There's evidence that medical-grade monochrome monitors may no longer be needed; they can be replaced by high-quality off-the-shelf commercial color monitors that incorporate calibration capabilities. The new generation of high-quality monitors with in-plane switching (IPS), in which crystal molecules move parallel to a panel plane instead of perpendicular, reduces light scatter and noise.
High-performance displays of 30 inches or larger can be useful, depending on how they are used. Because they are larger, they display larger images. This feature may or may not be needed.
The FDA in 2011 cleared Mobile MIM, the first app for reviewing medical images on iPhone and iPad devices. Image courtesy of MIM Software.
Ten megapixel (4096 x 2560 pixels) monitors are now commercially available. Do radiologists need them? Multiple studies have confirmed that 5-MP monitors display enough detail for mammography exams, but no clinical studies have been published to determine if 10-MP monitors are better. These might be useful for digital pathology image viewing, Krupinski suggested, but she is not yet convinced they will help radiologists.
There is one exception, however. Larger 10-MP displays might allow a lot of people to have a diagnostic viewing experience, and they can be useful for clinical conferences and grand rounds because they enable viewers to perceive subtle findings better.
The standard recommendation that a monitor with eight bit levels is sufficient compared to 11-bit monitors still holds. Krupinski described a study she and her colleagues conducted that measured radiologists' performance when using a workstation with an 8-bit monitor and one with an 11-bit monitor. There were several second performance differences with the 11-bit monitor, but from a daily workload perspective, the impact was negligible.
What is exciting is that today's monitors are packed with smart and automated functions. Monitors are equipped with backlight sensors detecting luminance, and they may have temperature and ambient light sensors as well. They may automatically correct to maintain luminance, performed either by online monitoring or by manual activation working in the background.
"These are excellent tools because radiologists want a monitor that is calibrated and maintains a uniform display on a daily basis," Krupinski said. By having stable and efficient performance, the monitor is more consistent over time, and its useful lifetime is extended.

----------

* **Task prompt**: Write the next few paragraphs of the passage on monitors for viewing medical images, starting after its final sentence. You won't need the material that comes next.

(Stored items)
----------

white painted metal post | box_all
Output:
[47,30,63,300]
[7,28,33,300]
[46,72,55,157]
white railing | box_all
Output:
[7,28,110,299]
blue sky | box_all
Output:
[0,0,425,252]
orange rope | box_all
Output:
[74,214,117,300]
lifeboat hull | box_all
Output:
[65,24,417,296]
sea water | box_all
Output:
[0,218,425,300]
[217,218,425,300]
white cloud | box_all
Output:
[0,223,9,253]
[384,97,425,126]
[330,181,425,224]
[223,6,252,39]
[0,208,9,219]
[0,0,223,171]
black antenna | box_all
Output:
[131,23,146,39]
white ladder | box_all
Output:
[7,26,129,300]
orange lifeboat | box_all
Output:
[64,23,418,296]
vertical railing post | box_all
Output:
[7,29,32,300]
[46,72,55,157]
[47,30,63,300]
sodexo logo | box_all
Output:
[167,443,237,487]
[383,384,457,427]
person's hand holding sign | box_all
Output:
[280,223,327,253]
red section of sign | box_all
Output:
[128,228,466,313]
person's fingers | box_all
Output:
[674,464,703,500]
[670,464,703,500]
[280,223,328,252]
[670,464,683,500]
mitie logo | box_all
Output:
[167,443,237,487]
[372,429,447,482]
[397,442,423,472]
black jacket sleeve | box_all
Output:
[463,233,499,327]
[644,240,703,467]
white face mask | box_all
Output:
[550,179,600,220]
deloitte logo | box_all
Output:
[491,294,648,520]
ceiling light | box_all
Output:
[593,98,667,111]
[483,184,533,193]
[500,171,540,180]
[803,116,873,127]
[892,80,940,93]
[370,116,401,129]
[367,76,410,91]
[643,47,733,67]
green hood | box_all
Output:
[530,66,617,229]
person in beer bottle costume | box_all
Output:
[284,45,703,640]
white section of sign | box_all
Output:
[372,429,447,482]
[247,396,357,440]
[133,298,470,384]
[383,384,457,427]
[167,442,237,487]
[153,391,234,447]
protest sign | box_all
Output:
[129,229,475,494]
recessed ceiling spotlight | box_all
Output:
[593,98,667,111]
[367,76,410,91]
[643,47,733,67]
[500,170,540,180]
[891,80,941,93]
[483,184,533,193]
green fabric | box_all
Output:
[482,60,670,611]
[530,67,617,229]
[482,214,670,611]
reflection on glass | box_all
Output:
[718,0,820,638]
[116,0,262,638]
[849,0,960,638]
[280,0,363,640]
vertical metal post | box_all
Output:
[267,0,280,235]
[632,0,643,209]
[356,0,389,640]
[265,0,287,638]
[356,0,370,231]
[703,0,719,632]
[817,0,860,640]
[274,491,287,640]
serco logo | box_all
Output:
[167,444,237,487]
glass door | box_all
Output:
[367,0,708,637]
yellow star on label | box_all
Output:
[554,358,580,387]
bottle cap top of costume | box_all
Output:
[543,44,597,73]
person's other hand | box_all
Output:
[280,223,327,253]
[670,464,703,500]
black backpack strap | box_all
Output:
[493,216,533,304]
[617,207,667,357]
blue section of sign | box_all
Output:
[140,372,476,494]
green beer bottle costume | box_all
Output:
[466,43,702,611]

----------

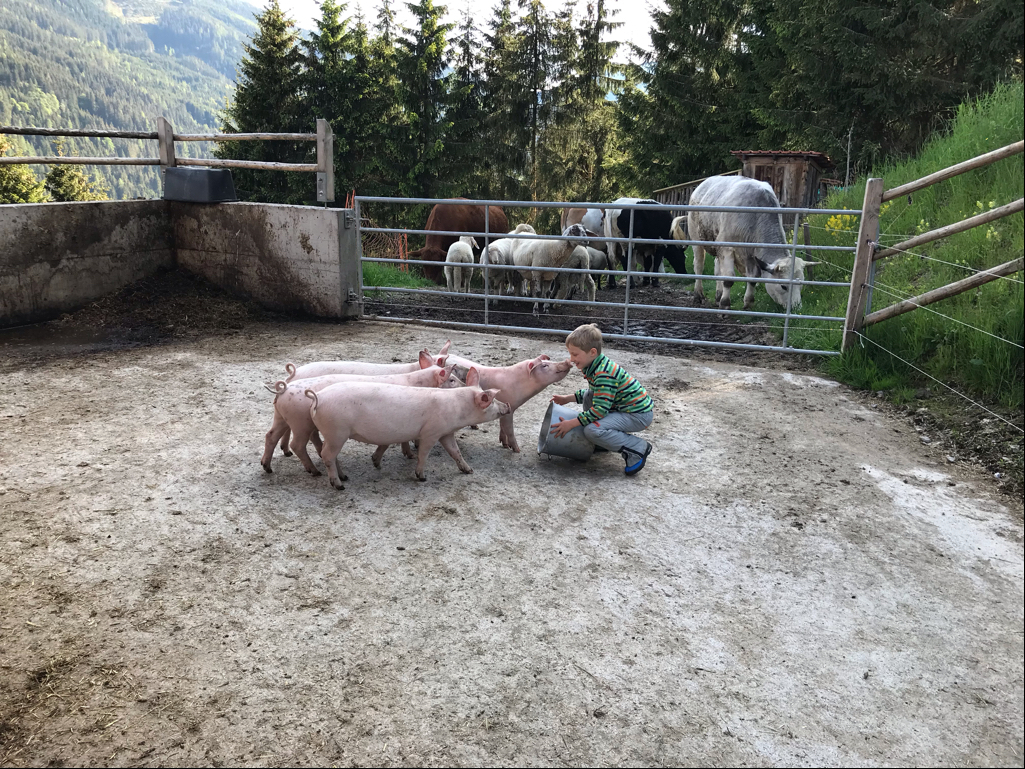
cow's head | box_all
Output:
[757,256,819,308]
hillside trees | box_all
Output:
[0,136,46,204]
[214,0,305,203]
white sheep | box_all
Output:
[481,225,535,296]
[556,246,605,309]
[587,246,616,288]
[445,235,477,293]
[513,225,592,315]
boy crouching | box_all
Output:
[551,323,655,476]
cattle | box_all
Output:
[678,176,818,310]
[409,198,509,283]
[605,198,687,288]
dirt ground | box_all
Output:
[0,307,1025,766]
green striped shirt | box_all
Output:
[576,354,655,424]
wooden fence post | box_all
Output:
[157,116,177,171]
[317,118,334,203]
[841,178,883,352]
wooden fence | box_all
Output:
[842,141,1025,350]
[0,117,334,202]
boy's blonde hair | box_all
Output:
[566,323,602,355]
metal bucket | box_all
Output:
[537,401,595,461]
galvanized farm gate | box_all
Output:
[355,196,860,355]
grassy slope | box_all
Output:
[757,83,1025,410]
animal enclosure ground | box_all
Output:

----------

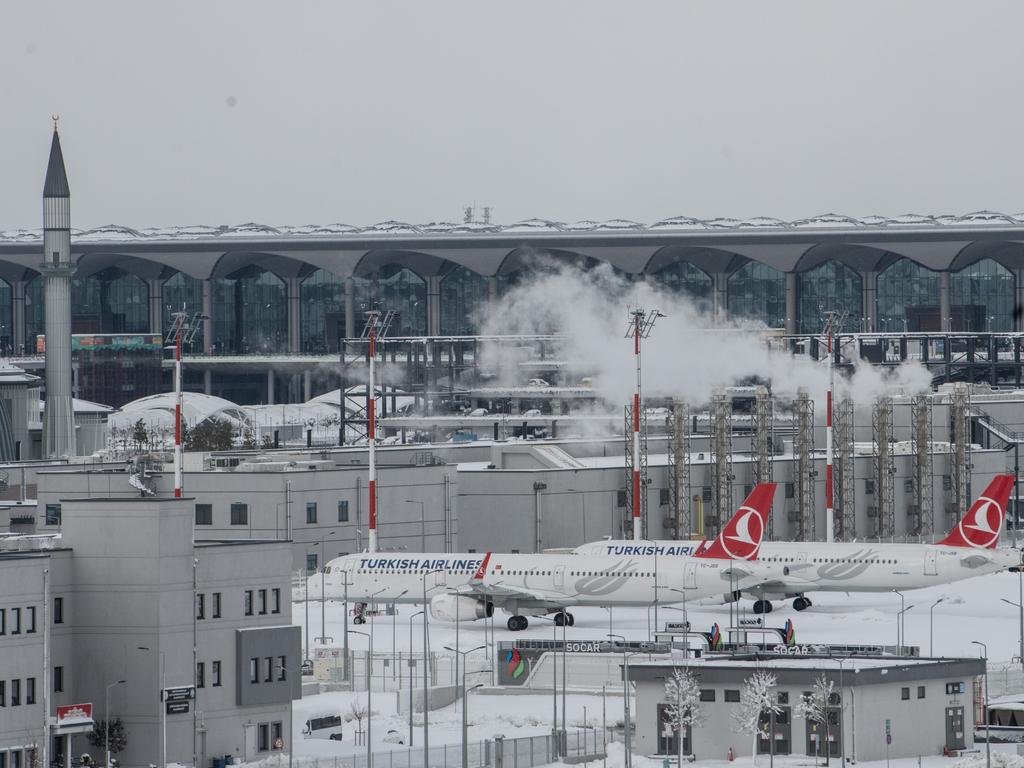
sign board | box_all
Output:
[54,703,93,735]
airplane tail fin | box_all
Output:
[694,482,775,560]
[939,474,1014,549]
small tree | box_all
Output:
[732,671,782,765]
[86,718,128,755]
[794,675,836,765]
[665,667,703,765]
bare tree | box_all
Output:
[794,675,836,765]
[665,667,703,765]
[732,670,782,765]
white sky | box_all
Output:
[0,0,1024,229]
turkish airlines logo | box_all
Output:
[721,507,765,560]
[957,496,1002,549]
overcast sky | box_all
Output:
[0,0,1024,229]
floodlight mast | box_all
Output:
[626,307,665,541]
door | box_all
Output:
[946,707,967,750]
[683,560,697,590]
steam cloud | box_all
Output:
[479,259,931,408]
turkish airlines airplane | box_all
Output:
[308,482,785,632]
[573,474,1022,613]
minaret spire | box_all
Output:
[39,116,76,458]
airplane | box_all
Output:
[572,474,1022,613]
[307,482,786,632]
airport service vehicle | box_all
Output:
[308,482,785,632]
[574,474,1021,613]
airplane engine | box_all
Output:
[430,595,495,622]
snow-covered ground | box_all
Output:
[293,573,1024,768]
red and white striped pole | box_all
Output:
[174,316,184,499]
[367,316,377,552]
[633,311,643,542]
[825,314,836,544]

----------

* **Response to the exercise**:
Krupinski pointed out that there are trade-offs between automation and how much control a user has. She thinks that automation relating to calibration is appropriate and useful, especially for radiologists working in a private-practice setting who don't have a medical physicist to tweak the monitors on a daily basis, or the expensive tools needed for calibration.
"Some degree of automation takes the burden of constantly monitoring the quality of the display and puts it on the manufacturer," she said. "This is a job that a vendor should be doing."
As for protective coatings, get them if you are the type of person who smudges a display with fingerprints, she suggested. If radiologists don't touch the display, protective coatings are not worth the extra cost. Antiglare and reflection coatings, which were necessary for cathode ray displays, are not needed for LCD displays because reflection is no longer an issue.
With respect to the performance of a high-quality commercial color monitor versus a medical-grade color monitor, it has been nearly identical since 2009, Krupinski said. Commercial systems should, however, have calibration features.
Stereoscopic and 3D displays are evolving, but they are still in an experimental phase for clinical applications. Future systems with automatic eye-tracking capability and intelligent software may provide navigation assistance. Krupinski said she looks forward to their evolution.
But in dealing with the present, it's important to recognize that there is a trade-off between display performance and cost. Purchase what will help improve the diagnostic process, she advised.